| WHAT YOU HAVE TO DO |
Extract every line of the data below that contains the word "granite", copying each one in full.
═══
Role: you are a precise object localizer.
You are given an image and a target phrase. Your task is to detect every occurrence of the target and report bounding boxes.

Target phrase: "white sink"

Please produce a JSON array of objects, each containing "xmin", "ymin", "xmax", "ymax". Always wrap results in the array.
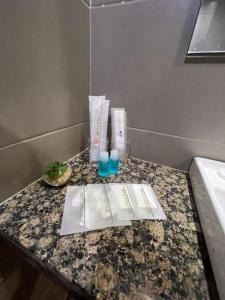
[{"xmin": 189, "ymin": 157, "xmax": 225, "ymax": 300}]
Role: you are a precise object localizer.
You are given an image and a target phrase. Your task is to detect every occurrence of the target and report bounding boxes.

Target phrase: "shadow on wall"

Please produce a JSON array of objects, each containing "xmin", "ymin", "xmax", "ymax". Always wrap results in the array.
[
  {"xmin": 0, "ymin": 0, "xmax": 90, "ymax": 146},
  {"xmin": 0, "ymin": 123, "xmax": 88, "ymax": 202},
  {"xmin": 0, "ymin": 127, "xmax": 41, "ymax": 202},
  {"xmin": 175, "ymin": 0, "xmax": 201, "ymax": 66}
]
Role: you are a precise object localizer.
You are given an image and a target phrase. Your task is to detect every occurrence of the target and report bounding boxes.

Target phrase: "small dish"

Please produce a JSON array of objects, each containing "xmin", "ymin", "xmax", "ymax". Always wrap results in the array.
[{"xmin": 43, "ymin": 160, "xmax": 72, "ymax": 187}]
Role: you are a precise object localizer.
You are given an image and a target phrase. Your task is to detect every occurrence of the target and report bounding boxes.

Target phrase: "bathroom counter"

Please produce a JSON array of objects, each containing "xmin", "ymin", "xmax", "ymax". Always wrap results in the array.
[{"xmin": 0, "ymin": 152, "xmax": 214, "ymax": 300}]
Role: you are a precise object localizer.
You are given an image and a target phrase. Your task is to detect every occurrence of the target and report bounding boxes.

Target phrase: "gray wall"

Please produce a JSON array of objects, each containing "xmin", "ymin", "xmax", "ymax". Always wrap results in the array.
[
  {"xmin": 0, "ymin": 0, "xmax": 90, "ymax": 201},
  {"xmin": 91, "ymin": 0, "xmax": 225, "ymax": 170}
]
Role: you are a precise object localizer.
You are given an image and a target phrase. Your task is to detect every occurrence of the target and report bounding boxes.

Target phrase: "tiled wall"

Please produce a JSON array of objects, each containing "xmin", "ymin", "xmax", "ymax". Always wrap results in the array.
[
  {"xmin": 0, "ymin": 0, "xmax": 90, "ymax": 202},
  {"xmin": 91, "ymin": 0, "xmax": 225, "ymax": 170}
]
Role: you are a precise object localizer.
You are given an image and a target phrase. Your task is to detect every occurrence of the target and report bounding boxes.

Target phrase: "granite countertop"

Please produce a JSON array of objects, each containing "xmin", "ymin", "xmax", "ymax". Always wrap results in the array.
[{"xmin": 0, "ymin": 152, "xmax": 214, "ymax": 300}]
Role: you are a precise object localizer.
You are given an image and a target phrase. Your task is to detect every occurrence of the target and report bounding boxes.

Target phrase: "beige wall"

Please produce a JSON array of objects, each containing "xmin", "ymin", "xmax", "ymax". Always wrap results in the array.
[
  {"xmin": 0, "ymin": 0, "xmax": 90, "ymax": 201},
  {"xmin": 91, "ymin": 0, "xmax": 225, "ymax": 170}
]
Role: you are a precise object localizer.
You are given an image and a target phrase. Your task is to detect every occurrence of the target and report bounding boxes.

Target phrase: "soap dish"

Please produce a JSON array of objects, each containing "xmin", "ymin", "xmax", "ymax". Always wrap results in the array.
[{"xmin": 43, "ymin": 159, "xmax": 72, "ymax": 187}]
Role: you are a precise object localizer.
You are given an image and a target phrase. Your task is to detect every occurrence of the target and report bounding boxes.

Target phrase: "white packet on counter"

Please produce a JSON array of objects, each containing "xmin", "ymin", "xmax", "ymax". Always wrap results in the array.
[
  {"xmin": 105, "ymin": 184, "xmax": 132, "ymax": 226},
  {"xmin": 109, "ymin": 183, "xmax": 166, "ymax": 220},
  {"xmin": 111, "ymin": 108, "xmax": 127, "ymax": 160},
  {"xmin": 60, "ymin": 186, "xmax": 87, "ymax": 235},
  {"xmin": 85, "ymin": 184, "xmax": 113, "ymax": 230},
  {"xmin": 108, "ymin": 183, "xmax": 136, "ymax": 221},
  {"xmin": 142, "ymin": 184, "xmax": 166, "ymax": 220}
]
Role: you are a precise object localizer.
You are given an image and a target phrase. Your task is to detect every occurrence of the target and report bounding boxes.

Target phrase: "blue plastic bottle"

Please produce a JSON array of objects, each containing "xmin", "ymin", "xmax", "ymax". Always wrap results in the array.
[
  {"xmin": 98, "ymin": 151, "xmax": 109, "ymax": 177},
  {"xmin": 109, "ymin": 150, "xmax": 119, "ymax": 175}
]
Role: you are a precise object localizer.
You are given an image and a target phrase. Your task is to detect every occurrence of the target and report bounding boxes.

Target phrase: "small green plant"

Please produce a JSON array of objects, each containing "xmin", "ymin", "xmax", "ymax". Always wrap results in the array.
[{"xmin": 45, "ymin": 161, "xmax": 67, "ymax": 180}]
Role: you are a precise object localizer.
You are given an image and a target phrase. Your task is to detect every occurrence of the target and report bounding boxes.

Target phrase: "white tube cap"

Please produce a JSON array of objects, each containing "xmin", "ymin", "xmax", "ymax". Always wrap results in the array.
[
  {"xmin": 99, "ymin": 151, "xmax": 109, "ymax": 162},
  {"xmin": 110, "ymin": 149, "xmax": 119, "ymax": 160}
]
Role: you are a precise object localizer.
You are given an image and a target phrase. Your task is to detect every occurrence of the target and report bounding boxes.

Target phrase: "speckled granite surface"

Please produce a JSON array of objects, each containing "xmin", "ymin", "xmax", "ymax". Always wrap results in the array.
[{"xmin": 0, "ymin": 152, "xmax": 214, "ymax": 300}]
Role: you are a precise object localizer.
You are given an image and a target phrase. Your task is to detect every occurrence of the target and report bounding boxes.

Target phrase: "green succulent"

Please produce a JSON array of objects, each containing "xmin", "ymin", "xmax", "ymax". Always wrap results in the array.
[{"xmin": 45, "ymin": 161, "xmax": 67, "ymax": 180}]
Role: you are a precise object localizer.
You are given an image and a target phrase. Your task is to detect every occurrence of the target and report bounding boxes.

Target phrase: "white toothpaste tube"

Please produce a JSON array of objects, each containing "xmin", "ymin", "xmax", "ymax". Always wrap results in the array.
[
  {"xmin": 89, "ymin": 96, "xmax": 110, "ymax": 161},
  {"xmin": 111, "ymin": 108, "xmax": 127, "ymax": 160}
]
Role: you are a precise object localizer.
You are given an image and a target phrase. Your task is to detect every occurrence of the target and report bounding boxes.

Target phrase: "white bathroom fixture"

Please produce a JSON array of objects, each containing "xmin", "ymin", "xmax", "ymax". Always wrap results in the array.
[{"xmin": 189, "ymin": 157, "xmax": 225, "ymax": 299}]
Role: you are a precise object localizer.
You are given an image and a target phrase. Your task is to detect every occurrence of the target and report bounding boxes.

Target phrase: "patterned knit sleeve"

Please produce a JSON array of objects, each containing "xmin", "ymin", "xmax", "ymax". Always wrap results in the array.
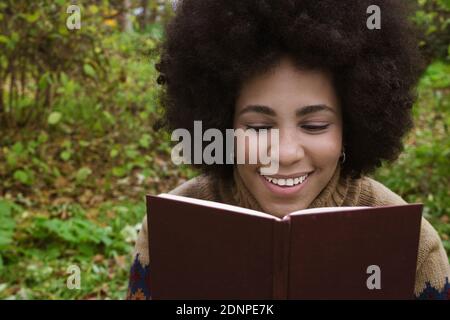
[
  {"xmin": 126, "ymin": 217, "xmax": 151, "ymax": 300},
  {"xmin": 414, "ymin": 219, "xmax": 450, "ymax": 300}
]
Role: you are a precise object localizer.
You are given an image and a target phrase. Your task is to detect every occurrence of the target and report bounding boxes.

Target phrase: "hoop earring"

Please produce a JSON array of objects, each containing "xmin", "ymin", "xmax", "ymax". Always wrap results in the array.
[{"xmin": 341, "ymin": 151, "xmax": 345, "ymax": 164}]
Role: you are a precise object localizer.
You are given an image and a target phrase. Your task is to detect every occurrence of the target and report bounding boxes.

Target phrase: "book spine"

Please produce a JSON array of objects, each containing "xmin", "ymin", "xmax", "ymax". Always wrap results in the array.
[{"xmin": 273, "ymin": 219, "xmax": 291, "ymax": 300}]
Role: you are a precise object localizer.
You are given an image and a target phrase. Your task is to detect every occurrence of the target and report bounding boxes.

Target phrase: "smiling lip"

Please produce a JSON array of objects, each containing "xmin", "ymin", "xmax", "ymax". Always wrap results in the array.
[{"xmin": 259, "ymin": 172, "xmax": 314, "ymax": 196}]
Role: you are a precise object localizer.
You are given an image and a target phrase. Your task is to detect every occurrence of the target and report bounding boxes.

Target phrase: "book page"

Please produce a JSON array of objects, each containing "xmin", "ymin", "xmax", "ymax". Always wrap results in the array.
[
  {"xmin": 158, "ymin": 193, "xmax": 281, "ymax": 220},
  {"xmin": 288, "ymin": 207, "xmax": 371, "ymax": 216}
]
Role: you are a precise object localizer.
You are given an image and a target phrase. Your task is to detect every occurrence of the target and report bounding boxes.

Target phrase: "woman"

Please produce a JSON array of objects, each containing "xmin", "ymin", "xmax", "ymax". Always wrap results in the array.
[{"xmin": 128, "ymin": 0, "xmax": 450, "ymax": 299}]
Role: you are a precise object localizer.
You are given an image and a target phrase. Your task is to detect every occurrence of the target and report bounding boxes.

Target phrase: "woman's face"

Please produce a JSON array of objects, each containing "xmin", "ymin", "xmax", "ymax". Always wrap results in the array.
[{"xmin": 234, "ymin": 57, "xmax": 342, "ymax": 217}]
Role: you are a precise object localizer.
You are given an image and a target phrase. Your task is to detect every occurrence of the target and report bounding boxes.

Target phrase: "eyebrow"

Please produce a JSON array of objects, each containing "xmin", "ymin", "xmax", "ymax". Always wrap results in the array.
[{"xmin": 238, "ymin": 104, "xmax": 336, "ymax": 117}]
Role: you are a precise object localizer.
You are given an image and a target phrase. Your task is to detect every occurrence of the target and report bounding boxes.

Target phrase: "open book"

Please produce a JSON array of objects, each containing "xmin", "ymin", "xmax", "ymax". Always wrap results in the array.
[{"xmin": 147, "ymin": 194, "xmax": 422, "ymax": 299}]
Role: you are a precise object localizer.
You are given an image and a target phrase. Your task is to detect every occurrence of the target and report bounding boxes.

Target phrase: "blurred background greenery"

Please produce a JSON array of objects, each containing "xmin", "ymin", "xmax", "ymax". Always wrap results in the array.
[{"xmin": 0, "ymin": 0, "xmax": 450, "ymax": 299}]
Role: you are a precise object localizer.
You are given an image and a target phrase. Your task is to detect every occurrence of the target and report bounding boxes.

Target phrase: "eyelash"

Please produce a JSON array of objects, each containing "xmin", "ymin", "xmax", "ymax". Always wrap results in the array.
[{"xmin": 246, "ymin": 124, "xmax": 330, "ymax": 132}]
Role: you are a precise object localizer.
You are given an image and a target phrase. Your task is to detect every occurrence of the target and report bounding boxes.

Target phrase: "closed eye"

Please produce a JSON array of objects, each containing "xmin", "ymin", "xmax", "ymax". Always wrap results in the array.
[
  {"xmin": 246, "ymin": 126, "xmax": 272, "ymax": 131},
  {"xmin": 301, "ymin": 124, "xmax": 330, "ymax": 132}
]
═══
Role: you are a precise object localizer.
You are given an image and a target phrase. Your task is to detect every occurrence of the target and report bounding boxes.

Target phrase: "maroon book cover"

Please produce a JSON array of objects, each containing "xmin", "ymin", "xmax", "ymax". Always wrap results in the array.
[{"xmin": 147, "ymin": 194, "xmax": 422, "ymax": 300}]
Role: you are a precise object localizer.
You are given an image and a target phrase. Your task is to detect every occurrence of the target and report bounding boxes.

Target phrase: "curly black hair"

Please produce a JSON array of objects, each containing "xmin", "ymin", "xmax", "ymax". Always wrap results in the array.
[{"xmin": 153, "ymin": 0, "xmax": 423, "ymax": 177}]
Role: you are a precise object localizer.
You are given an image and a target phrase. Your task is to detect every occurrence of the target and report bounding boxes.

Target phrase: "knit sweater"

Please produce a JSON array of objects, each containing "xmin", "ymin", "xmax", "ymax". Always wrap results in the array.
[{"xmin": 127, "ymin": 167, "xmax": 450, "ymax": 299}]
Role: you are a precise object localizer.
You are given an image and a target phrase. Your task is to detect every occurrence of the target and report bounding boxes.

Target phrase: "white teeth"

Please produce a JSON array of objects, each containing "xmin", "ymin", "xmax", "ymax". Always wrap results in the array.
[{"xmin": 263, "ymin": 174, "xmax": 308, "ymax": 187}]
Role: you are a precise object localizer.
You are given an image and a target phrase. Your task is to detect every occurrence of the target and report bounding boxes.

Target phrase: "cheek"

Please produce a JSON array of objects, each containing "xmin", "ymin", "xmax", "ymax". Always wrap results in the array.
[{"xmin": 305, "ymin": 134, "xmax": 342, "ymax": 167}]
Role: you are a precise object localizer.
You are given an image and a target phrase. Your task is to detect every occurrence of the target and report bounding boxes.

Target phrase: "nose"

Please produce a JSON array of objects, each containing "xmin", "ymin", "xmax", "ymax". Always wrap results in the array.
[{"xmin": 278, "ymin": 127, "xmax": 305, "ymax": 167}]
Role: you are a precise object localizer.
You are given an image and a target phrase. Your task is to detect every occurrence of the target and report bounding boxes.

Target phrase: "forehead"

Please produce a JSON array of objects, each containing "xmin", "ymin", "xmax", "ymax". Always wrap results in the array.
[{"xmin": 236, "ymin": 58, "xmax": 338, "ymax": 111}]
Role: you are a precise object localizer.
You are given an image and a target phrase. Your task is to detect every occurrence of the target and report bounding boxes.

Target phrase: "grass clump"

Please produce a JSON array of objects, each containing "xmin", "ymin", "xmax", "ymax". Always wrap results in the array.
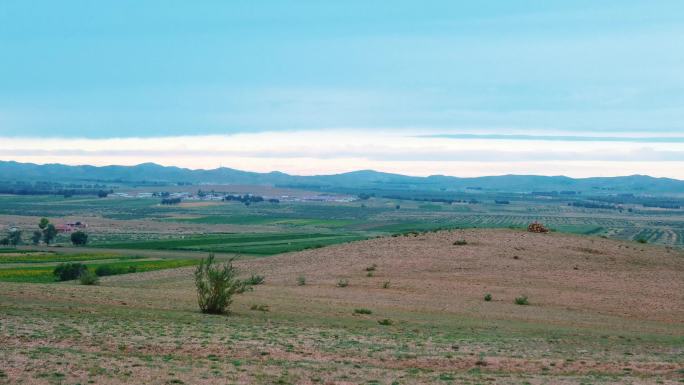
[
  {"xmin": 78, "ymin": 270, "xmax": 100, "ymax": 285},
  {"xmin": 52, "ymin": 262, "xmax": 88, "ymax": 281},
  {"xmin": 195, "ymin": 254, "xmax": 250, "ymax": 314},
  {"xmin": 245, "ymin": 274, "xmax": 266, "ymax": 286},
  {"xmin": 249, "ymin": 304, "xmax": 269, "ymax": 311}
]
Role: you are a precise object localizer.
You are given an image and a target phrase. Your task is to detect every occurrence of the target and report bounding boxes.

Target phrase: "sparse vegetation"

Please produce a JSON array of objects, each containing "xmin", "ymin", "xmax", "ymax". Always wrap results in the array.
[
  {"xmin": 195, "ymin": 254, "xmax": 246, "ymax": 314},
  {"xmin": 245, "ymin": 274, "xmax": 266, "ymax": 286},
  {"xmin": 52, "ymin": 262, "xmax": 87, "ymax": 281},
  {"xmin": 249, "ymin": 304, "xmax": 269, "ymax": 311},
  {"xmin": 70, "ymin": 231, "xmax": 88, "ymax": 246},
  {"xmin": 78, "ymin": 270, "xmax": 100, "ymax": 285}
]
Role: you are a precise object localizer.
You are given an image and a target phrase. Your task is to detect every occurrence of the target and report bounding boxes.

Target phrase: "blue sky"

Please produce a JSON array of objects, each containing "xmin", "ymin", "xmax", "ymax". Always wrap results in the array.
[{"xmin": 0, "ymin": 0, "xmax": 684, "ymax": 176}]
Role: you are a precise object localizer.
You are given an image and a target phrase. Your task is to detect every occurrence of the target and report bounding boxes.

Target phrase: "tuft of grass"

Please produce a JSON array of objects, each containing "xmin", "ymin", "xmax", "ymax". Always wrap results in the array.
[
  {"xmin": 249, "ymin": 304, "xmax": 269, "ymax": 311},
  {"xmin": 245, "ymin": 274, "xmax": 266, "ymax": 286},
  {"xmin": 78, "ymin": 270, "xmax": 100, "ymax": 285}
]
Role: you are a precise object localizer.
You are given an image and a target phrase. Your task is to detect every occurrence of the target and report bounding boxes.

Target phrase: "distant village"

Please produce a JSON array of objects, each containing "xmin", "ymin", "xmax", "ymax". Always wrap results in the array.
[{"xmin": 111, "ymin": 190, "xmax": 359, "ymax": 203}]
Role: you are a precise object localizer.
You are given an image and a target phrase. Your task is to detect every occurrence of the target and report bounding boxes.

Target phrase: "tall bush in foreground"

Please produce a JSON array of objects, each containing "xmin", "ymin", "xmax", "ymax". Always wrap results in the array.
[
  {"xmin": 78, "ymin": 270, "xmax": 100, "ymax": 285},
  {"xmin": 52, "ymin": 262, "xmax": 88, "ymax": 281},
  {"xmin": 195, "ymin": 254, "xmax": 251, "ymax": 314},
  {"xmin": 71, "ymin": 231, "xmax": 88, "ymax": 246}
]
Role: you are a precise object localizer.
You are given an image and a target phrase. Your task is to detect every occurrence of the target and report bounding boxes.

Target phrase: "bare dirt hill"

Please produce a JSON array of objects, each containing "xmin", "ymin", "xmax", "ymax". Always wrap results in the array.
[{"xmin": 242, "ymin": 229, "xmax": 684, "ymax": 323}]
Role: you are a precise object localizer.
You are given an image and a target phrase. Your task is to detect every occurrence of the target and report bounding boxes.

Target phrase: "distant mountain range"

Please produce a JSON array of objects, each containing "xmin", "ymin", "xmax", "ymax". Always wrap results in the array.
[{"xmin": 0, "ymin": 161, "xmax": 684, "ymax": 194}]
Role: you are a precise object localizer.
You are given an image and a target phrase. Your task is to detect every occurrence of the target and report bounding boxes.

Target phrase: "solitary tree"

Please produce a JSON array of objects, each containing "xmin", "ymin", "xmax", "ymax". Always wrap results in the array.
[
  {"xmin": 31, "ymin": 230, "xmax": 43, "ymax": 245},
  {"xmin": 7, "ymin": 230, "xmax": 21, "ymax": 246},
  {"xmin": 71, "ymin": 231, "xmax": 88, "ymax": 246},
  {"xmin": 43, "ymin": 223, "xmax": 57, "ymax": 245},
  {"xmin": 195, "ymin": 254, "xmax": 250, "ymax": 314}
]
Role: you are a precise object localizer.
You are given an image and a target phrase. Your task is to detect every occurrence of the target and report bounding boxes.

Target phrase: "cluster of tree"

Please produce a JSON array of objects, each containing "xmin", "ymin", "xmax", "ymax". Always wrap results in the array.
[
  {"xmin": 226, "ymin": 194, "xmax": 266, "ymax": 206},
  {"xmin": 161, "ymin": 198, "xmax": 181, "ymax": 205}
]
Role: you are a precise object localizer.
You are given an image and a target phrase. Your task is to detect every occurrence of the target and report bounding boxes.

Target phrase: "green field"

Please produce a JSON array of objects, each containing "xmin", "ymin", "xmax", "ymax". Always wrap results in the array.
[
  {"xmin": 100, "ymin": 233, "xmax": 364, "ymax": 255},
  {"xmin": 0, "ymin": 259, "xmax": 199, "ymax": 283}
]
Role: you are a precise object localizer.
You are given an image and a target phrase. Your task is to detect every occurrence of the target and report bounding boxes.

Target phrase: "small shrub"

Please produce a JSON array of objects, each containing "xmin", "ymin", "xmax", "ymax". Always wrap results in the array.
═══
| ANSWER TO THIS TASK |
Target phrase: "granite countertop"
Target phrase: "speckled granite surface"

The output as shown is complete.